## FRAGMENTO CITADO

□ □ □

Julián intentó eliminar a ese enemigo político, y, al no conseguirlo, amenazó, como había hecho otras veces, con dimitir de su cargo municipal. Y el alcalde, Valentín Alonso, accedió. Tragó aquel farol para desgracia de Orbón, convencido de que, ahora sí, iba en serio. La inestabilidad de los tiempos, especialmente en lo referente a la alcaldía, hacían verosímil la propuesta.
Pero no era así. Amenazaba para que le impidieran la marcha. Y el alcalde no lo hizo, con lo que pasó a la lista negra de El Progreso. Y así hasta que llegó su sucesor, en febrero de 1928, José López Ocaña, para el que Orbón reservó todas sus laudas, colgándole las medallas de todos los progresos de Avilés, hasta escribir que era “la población de su importancia mejor alumbrada de España”. Brillante flor para lanzársela a un alcalde en aquellos tiempos. Ya saben que, en “Es Avilés”, se canta como gran logro aquello de “…Y hermosa electricidad” (pronúnciese “eletrecidá”).
Con toda esa luz, y muchos menos taquígrafos, llegó la Segunda República. Para él una mala noticia. Siguió adelante, cómodo dentro de sus hechuras de polemista, sin renunciar a ninguna de las controversias que le salieron al paso durante estos años. Era valiente. Se esté o no de acuerdo con las ideas de Orbón, demostraba otra vez ser un viejo periodista. De esos de oficio. De un oficio muy distinto al que ahora se practica. En estos momentos se valora la imposible “objetividad”, entonces la prensa existía, como desde su nacimiento, para tomar partido. Para defender unos intereses y unas causas que no se ocultaban, se les dejaban claras a los lectores para que optasen por leer ésos u otros papeles. Todos tenían amo.

□ □ □

## MATERIAL APORTADO
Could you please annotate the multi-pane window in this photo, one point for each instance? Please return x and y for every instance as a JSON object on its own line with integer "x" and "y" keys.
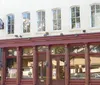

□ □ □

## QUÉ HACER
**a.** Traduce al inglés esta oración del fragmento sobre Orbón: «Y el alcalde, Valentín Alonso, accedió».
**b.** Indica si cada afirmación coincide con el fragmento sobre Orbón y cita las palabras del texto que lo deciden: (i) José López Ocaña llegó como sucesor en febrero de 1928; (ii) el alcalde Valentín Alonso se negó a aceptar la dimisión de Julián; (iii) según el fragmento, la prensa de entonces buscaba la objetividad.
**c.** Escribe la continuación del fragmento sobre Orbón y la prensa de su época a partir de su última oración.
El material procede de otra fuente.

## RESULTADOS FINALES
**a.** And the mayor, Valentín Alonso, agreed.

**b.**
(i) Sí: «Y así hasta que llegó su sucesor, en febrero de 1928, José López Ocaña».
(ii) No: «Y el alcalde, Valentín Alonso, accedió».
(iii) No: «entonces la prensa existía, como desde su nacimiento, para tomar partido».

**c.**
 A Julián Orbón durante aquellos años no le faltaron ni causas ni controversias. Como cuando, a finales de agosto de 1934, El Progreso de Asturias dio en organizar una “Fiesta Homenaje a la Prensa” en el teatro Palacio Valdés. La intención era rendir público y póstumo testimonio de admiración al fundador de Blanco y Negro y ABC, Torcuato Luca de Tena. Para ello se montó un acto benéfico, pero en el fondo político, donde discursearon, entre otros, Juan Ignacio Luca de Tena, hijo del homenajeado, y Antonio Royo Villanova, perteneciente al muy derechista Partido Agrario. Dos enemigos confesos de la República. Los contrarios a Orbón lo alinearon en la ultraderecha. Y entonces, como ahora, quien ejerce el poder hace listas negras de vetados, señalados, desafectos o perseguibles. La diferencia es que, ahora, se busca la muerte civil del acosado y, entonces, la otra.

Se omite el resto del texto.